### 수행할 작업
아래 기록에서 "Where can the dark wooden" 문구가 들어 있는 줄로 시작해 "(1172, 184)" 문구가 들어 있는 줄로 끝나는 부분을 양 끝 줄을 포함해 한 글자도 바꾸지 말고 다시 출력하세요.

### 처리할 데이터

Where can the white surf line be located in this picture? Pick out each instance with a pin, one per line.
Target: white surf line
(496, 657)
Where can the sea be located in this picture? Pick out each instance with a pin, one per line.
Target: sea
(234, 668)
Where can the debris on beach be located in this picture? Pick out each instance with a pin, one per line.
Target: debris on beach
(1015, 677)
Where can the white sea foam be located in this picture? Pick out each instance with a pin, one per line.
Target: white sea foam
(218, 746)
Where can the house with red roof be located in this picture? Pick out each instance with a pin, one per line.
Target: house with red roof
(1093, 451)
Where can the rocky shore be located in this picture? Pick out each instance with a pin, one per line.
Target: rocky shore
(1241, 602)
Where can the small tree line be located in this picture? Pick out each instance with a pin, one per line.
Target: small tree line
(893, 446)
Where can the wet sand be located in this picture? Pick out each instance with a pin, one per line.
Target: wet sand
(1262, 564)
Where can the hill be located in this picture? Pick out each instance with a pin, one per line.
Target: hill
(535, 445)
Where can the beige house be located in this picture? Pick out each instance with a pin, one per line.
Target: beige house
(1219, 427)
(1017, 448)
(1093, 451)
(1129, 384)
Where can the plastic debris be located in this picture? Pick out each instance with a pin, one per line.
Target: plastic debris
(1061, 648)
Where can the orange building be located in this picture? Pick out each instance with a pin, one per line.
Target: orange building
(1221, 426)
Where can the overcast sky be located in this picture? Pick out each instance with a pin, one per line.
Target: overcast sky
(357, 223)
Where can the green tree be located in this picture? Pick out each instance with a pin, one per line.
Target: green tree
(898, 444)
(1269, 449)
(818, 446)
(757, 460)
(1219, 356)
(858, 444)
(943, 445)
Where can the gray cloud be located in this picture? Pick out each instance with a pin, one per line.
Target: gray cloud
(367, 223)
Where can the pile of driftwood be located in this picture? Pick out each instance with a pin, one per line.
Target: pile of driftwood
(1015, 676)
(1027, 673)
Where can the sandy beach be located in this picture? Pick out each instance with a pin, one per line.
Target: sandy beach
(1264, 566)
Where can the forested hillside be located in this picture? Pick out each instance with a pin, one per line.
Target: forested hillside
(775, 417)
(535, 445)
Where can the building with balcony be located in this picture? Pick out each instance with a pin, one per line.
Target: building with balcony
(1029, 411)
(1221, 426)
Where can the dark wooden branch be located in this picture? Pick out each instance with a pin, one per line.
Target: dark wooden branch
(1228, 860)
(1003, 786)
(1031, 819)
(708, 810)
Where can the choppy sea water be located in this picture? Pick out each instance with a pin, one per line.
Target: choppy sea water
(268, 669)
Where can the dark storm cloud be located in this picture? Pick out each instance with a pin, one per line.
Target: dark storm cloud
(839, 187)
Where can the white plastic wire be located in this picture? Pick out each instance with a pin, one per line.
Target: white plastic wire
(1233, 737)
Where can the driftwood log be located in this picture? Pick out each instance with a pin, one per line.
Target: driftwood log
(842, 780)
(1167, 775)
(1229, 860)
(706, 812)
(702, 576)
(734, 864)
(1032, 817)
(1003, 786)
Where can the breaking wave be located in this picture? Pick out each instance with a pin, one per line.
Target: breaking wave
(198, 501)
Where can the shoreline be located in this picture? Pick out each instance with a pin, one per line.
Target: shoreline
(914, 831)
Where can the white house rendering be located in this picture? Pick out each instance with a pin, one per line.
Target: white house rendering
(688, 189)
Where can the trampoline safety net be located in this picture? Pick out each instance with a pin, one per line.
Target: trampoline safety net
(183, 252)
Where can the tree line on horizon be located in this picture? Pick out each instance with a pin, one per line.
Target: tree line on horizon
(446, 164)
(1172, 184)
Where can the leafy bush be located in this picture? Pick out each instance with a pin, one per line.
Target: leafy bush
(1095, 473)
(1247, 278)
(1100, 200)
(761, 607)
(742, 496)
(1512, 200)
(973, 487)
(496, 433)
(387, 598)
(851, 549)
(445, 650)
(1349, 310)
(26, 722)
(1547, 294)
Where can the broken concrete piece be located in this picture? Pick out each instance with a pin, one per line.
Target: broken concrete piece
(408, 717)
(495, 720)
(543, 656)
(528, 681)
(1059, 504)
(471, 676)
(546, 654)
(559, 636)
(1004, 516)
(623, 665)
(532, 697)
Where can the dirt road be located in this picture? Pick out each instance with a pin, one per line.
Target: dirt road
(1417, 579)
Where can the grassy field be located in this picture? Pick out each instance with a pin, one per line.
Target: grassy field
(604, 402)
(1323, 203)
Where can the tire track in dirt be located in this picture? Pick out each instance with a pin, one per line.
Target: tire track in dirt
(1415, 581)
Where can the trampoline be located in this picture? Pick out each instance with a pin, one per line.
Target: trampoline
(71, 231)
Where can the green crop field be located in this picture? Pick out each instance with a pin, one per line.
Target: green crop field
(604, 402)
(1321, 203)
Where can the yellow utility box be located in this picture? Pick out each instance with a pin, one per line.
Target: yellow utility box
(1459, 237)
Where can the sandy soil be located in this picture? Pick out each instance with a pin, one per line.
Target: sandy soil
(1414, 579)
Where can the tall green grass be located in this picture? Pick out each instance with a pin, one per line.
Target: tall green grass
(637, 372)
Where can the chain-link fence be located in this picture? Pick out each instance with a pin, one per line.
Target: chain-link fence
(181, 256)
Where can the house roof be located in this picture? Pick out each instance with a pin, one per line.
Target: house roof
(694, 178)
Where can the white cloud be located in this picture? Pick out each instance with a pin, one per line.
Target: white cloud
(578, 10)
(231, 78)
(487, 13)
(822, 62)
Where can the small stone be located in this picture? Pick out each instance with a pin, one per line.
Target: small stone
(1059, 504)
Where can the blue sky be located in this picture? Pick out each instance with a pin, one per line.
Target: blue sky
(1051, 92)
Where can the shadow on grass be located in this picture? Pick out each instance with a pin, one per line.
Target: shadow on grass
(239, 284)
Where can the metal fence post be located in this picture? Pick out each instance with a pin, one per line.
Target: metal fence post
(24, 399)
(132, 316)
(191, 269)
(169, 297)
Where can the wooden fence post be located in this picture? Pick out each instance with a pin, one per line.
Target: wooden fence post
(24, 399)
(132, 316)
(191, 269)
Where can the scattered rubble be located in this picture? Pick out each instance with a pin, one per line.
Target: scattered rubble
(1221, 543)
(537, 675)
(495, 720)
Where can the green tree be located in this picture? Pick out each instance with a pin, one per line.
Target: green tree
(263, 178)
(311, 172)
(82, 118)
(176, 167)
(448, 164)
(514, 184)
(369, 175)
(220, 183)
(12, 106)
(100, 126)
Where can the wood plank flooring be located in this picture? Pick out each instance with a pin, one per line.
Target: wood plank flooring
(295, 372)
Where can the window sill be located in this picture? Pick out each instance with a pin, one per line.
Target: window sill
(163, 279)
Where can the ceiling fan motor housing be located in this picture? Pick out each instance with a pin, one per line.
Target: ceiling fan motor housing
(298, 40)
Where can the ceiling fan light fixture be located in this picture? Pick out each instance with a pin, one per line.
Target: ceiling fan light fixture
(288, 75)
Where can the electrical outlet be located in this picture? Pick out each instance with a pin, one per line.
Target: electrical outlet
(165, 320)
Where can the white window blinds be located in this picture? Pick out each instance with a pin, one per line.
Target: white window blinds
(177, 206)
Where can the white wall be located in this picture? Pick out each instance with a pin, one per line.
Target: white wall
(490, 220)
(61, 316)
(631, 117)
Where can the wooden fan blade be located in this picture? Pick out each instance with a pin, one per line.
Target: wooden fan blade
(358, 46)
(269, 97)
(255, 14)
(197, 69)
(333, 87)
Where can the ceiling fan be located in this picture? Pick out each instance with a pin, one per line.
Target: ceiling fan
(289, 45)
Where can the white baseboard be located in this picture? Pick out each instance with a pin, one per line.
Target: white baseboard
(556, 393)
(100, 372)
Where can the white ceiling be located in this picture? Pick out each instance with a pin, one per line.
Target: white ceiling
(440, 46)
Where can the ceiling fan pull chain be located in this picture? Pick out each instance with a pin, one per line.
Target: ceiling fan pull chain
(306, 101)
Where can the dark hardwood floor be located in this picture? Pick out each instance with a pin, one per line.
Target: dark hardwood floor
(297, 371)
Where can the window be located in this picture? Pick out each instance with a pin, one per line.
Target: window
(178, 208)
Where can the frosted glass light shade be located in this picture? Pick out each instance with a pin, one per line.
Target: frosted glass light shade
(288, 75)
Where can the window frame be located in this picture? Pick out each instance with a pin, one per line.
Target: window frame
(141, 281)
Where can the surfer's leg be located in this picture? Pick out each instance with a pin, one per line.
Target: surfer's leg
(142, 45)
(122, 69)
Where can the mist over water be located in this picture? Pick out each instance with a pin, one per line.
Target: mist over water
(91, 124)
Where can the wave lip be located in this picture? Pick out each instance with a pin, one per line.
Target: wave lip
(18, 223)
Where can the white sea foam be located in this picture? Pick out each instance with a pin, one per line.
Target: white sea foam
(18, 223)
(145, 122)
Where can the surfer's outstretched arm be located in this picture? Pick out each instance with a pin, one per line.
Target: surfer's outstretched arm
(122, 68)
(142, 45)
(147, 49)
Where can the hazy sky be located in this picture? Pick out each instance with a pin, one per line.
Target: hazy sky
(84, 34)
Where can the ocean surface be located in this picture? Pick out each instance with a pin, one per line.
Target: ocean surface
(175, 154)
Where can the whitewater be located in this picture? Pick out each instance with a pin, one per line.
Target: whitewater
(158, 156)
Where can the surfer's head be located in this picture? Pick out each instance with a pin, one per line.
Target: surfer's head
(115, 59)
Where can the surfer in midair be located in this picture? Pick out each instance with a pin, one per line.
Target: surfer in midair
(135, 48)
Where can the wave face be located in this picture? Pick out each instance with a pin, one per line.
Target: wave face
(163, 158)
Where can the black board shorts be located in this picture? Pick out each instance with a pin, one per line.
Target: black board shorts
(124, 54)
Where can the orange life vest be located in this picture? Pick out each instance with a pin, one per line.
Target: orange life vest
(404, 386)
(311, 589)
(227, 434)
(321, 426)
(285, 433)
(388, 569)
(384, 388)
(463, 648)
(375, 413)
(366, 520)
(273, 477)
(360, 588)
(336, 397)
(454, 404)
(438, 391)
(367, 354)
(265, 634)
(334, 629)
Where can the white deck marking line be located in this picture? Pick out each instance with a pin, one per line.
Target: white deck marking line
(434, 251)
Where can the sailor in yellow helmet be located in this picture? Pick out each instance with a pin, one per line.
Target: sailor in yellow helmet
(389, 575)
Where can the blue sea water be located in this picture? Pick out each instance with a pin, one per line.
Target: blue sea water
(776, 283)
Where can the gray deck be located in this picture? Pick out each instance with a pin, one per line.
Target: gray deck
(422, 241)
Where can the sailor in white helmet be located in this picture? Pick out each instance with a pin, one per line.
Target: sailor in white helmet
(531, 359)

### 작업 해답
Where can the dark wooden branch be located in this picture? Pick out each instance with a pin, one per line.
Target: dark wooden branch
(1228, 860)
(1003, 786)
(1031, 819)
(708, 810)
Where can the choppy sea water be located in this picture? Pick out each instance with a pin, one per line.
Target: choppy sea water
(268, 669)
Where can the dark storm cloud be located in this picture? Pick out each instance with a pin, one per line.
Target: dark storm cloud
(839, 187)
Where can the white plastic wire be located in this picture? Pick out each instance with a pin, one per line.
Target: white plastic wire
(1233, 737)
Where can the driftwood log be located in this picture? Pick out each instance with a pin, one per line.
Target: driftwood log
(842, 780)
(1167, 775)
(1229, 860)
(706, 812)
(702, 576)
(734, 864)
(1032, 817)
(1003, 786)
Where can the breaking wave be located in this picture? Pick out each instance with a pin, one per line.
Target: breaking wave
(198, 501)
Where can the shoreline be located in this picture? Pick out each instance with a pin, one per line.
Target: shoreline
(914, 831)
Where can the white house rendering be located in this picture? Pick out each instance with a pin, one per line.
Target: white house rendering
(688, 189)
Where can the trampoline safety net be located in this picture? Pick out each instance with a pin, one per line.
Target: trampoline safety net
(183, 252)
Where can the tree line on horizon be located in this picture? Pick out each instance with a pin, one per line.
Target: tree line on horizon
(446, 164)
(1172, 184)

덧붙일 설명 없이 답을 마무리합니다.